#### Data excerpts

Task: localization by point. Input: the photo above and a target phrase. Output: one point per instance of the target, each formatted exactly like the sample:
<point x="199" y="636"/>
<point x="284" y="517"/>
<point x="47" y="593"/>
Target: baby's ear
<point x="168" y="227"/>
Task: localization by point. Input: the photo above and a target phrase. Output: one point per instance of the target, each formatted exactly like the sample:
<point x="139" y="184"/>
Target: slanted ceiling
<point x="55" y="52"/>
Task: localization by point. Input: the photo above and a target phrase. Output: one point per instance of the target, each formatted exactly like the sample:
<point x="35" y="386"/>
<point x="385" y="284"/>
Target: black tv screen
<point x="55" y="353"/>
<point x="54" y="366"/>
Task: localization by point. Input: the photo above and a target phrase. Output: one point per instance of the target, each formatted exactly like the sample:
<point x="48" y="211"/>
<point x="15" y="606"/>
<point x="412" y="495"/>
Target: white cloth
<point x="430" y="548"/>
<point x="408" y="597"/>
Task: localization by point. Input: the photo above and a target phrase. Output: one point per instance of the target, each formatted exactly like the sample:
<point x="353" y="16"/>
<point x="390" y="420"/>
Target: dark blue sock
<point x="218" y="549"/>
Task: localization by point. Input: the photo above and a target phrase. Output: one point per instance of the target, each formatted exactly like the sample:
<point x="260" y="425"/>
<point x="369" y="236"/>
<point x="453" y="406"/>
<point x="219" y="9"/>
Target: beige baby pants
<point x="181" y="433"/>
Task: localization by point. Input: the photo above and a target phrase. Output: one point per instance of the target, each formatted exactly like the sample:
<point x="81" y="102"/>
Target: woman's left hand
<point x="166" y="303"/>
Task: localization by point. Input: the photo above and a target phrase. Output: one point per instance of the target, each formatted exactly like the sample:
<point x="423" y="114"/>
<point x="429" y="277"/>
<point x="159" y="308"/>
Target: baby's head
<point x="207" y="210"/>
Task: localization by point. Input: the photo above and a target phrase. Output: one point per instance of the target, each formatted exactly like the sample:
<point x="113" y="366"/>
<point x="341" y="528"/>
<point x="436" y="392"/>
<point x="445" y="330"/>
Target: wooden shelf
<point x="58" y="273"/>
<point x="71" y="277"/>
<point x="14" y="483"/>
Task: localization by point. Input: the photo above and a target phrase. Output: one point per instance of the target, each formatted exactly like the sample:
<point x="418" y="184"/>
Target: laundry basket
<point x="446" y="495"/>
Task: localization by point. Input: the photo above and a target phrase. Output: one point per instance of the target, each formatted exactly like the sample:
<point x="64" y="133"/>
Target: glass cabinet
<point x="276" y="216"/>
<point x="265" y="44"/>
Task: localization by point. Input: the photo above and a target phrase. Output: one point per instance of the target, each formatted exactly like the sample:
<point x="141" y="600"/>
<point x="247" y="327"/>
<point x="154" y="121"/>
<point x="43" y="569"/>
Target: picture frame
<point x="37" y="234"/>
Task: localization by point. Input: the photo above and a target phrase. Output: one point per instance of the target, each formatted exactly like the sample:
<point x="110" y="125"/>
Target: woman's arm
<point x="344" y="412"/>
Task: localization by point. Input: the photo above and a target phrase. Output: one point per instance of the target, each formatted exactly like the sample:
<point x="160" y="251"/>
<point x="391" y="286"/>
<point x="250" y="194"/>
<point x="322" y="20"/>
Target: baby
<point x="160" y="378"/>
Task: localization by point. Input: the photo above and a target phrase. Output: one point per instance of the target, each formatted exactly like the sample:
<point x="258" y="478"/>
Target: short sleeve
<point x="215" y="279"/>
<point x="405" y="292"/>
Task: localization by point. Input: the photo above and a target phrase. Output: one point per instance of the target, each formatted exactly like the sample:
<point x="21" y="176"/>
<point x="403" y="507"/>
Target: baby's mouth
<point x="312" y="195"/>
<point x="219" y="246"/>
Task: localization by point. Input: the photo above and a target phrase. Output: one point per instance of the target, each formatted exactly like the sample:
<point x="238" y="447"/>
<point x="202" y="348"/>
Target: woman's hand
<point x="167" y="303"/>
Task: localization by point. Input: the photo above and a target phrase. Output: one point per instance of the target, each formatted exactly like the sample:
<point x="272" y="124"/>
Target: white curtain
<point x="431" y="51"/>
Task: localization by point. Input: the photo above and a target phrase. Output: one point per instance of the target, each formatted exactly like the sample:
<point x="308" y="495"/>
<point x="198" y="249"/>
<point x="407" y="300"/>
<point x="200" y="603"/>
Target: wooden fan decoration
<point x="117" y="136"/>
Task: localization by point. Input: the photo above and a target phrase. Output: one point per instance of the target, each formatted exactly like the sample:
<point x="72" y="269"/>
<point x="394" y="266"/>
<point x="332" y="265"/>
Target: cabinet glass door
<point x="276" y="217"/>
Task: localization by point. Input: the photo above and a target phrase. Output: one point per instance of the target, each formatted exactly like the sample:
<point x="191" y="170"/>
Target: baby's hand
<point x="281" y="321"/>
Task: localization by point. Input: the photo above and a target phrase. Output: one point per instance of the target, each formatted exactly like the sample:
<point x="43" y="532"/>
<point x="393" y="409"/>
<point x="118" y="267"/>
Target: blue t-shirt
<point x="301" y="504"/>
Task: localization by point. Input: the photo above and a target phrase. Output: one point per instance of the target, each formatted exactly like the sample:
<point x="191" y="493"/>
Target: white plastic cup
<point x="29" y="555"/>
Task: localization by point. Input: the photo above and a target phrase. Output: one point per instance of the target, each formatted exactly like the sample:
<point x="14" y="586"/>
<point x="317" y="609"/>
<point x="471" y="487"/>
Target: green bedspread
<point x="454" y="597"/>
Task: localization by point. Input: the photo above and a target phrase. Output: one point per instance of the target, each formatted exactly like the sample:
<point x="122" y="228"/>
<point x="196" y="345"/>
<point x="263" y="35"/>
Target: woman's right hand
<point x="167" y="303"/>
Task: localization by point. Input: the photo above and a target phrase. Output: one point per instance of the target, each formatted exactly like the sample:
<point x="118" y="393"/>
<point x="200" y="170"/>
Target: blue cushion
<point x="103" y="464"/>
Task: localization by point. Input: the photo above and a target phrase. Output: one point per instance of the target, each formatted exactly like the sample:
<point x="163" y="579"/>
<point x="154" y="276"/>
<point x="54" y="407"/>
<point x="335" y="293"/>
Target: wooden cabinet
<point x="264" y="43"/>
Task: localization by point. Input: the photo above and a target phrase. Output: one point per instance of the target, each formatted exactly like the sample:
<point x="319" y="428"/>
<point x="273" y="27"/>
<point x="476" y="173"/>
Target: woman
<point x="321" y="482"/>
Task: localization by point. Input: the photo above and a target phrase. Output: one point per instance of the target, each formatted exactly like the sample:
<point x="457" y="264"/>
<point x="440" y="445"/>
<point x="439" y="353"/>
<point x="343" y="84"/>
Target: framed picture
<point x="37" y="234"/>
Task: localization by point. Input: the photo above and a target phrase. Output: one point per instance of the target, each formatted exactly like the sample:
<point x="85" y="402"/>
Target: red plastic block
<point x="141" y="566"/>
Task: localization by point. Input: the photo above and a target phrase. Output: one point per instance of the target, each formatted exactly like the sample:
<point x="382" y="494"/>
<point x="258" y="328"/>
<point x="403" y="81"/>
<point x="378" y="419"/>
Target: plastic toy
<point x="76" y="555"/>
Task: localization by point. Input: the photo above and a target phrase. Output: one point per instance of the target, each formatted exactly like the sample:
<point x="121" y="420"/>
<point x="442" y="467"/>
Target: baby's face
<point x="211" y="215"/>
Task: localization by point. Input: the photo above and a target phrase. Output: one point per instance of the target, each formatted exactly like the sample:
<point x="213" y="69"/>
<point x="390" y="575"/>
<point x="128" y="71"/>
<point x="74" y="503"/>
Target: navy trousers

#### TASK
Each line above is to be set down again verbatim.

#### OUTPUT FOR THIS EXERCISE
Task: localization by point. Input: the photo above and a target phrase. Output: one point per instance of the target, each formatted exactly like the sample:
<point x="199" y="636"/>
<point x="284" y="517"/>
<point x="47" y="593"/>
Target: baby's ear
<point x="168" y="227"/>
Task: localization by point. Input: the photo above and a target phrase. Output: one point per instance of the target, each formatted exactly like the sample:
<point x="139" y="184"/>
Target: slanted ceiling
<point x="55" y="52"/>
Task: localization by point. Input: the photo above and a target phrase. Output: one point per instance of the target, each formatted exactly like the sample:
<point x="35" y="386"/>
<point x="385" y="284"/>
Target: black tv screen
<point x="55" y="353"/>
<point x="54" y="366"/>
Task: localization by point. Input: the photo above and a target phrase. Output: one point per instance of the target, each formatted exactly like the sample:
<point x="48" y="211"/>
<point x="15" y="606"/>
<point x="412" y="495"/>
Target: white cloth
<point x="430" y="548"/>
<point x="408" y="597"/>
Task: localization by point. Input: the photo above and a target phrase. Output: one point per instance of the target, each formatted exactly like the sample:
<point x="353" y="16"/>
<point x="390" y="420"/>
Target: dark blue sock
<point x="218" y="549"/>
Task: localization by point. Input: the photo above and a target phrase. Output: one point per instance of the target, each formatted exactly like the sample:
<point x="260" y="425"/>
<point x="369" y="236"/>
<point x="453" y="406"/>
<point x="219" y="9"/>
Target: beige baby pants
<point x="181" y="433"/>
Task: localization by point. Input: the photo above and a target phrase. Output: one point per instance of the target, each formatted exactly like the sample:
<point x="81" y="102"/>
Target: woman's left hand
<point x="166" y="303"/>
Task: localization by point. Input: the photo above and a target phrase. Output: one point per instance of the target, each formatted exactly like the sample:
<point x="423" y="114"/>
<point x="429" y="277"/>
<point x="159" y="308"/>
Target: baby's head
<point x="207" y="210"/>
Task: localization by point. Input: the photo above and a target phrase. Output: one point per instance of the target, each formatted exactly like the sample:
<point x="113" y="366"/>
<point x="341" y="528"/>
<point x="436" y="392"/>
<point x="445" y="330"/>
Target: wooden shelf
<point x="58" y="273"/>
<point x="71" y="277"/>
<point x="14" y="483"/>
Task: localization by point. Input: the photo above and a target phrase. Output: one point per instance of the target, each formatted exactly like the sample:
<point x="418" y="184"/>
Target: laundry basket
<point x="446" y="495"/>
Task: localization by point. Input: the photo above and a target phrase. Output: one point per instance of the target, each formatted exactly like the sample:
<point x="64" y="133"/>
Target: glass cabinet
<point x="276" y="216"/>
<point x="265" y="44"/>
Task: localization by point. Input: the photo above and a target phrase. Output: one point per instance of the target, each formatted exactly like the sample:
<point x="141" y="600"/>
<point x="247" y="327"/>
<point x="154" y="121"/>
<point x="43" y="569"/>
Target: picture frame
<point x="37" y="234"/>
Task: localization by point. Input: the photo above and a target phrase. Output: one point per instance of the target, each formatted exactly like the sample:
<point x="110" y="125"/>
Target: woman's arm
<point x="344" y="412"/>
Task: localization by point. Input: the photo above and a target phrase. Output: one point per instance of the target, each formatted exactly like the sample:
<point x="160" y="251"/>
<point x="391" y="286"/>
<point x="250" y="194"/>
<point x="322" y="20"/>
Target: baby
<point x="160" y="378"/>
Task: localization by point. Input: the photo above and a target phrase. Output: one point per instance of the target, each formatted exactly like the sample:
<point x="258" y="478"/>
Target: short sleeve
<point x="215" y="279"/>
<point x="405" y="292"/>
Task: localization by point. Input: the photo above and a target phrase. Output: one point per instance of the target, each formatted exactly like the sample:
<point x="21" y="176"/>
<point x="403" y="507"/>
Target: baby's mouth
<point x="312" y="195"/>
<point x="219" y="246"/>
Task: localization by point. Input: the photo above and a target phrase. Output: one point per instance of the target, each formatted exactly like the sample:
<point x="238" y="447"/>
<point x="202" y="348"/>
Target: woman's hand
<point x="167" y="303"/>
Task: localization by point. Input: the photo above and a target phrase. Output: one point per instance of the target, each formatted exactly like the sample:
<point x="272" y="124"/>
Target: white curtain
<point x="431" y="51"/>
Task: localization by point. Input: the photo above and a target phrase. Output: one point per instance of the target, each formatted exactly like the sample:
<point x="308" y="495"/>
<point x="198" y="249"/>
<point x="407" y="300"/>
<point x="200" y="603"/>
Target: wooden fan decoration
<point x="117" y="136"/>
Task: localization by point. Input: the photo above and a target phrase. Output: one point per instance of the target, each formatted exactly like the sample:
<point x="72" y="269"/>
<point x="394" y="266"/>
<point x="332" y="265"/>
Target: cabinet glass door
<point x="276" y="217"/>
Task: localization by point. Input: the photo above and a target phrase. Output: one point per instance of the target, each formatted exactly like the sample:
<point x="191" y="170"/>
Target: baby's hand
<point x="281" y="321"/>
Task: localization by point. Input: the photo above and a target phrase. Output: one point per instance of the target, each formatted exactly like the sample:
<point x="43" y="532"/>
<point x="393" y="409"/>
<point x="118" y="267"/>
Target: blue t-shirt
<point x="301" y="504"/>
Task: localization by point. Input: the photo above and a target phrase. Output: one point per instance of the target, each formatted exactly like the sample:
<point x="191" y="493"/>
Target: white plastic cup
<point x="29" y="555"/>
Task: localization by point. Input: the photo above and a target phrase. Output: one point per instance of the target, each formatted exactly like the sample:
<point x="14" y="586"/>
<point x="317" y="609"/>
<point x="471" y="487"/>
Target: green bedspread
<point x="454" y="597"/>
Task: localization by point. Input: the photo above and a target phrase. Output: one point per instance of the target, each formatted exactly like the sample:
<point x="122" y="228"/>
<point x="196" y="345"/>
<point x="263" y="35"/>
Target: woman's right hand
<point x="167" y="303"/>
Task: localization by point. Input: the photo above and a target phrase. Output: one point per instance of the target, each formatted exactly like the sample:
<point x="118" y="393"/>
<point x="200" y="170"/>
Target: blue cushion
<point x="103" y="464"/>
Task: localization by point. Input: the photo above and a target phrase. Output: one point per instance of the target, each formatted exactly like the sample:
<point x="163" y="579"/>
<point x="154" y="276"/>
<point x="54" y="407"/>
<point x="335" y="293"/>
Target: wooden cabinet
<point x="264" y="43"/>
Task: localization by point. Input: the photo above and a target phrase. Output: one point per instance of the target, each formatted exactly like the sample:
<point x="319" y="428"/>
<point x="273" y="27"/>
<point x="476" y="173"/>
Target: woman
<point x="321" y="482"/>
Task: localization by point. Input: the photo above and a target phrase. Output: one point per instance of the target, each formatted exactly like the sample:
<point x="457" y="264"/>
<point x="440" y="445"/>
<point x="439" y="353"/>
<point x="343" y="84"/>
Target: framed picture
<point x="37" y="234"/>
Task: localization by point. Input: the photo above and a target phrase. Output: one point per instance of the target, each formatted exactly like the sample:
<point x="85" y="402"/>
Target: red plastic block
<point x="141" y="566"/>
Task: localization by point. Input: the photo above and a target phrase. Output: one point per instance of the target, each formatted exactly like the sample:
<point x="382" y="494"/>
<point x="258" y="328"/>
<point x="403" y="81"/>
<point x="378" y="419"/>
Target: plastic toy
<point x="76" y="555"/>
Task: localization by point. Input: the photo above and a target phrase. Output: one point per instance of the target, each formatted exactly like the sample:
<point x="121" y="420"/>
<point x="442" y="467"/>
Target: baby's face
<point x="211" y="215"/>
Task: localization by point. Input: the photo above and a target phrase. Output: one point per instance of the target, each formatted exactly like the sample:
<point x="213" y="69"/>
<point x="390" y="575"/>
<point x="128" y="71"/>
<point x="74" y="503"/>
Target: navy trousers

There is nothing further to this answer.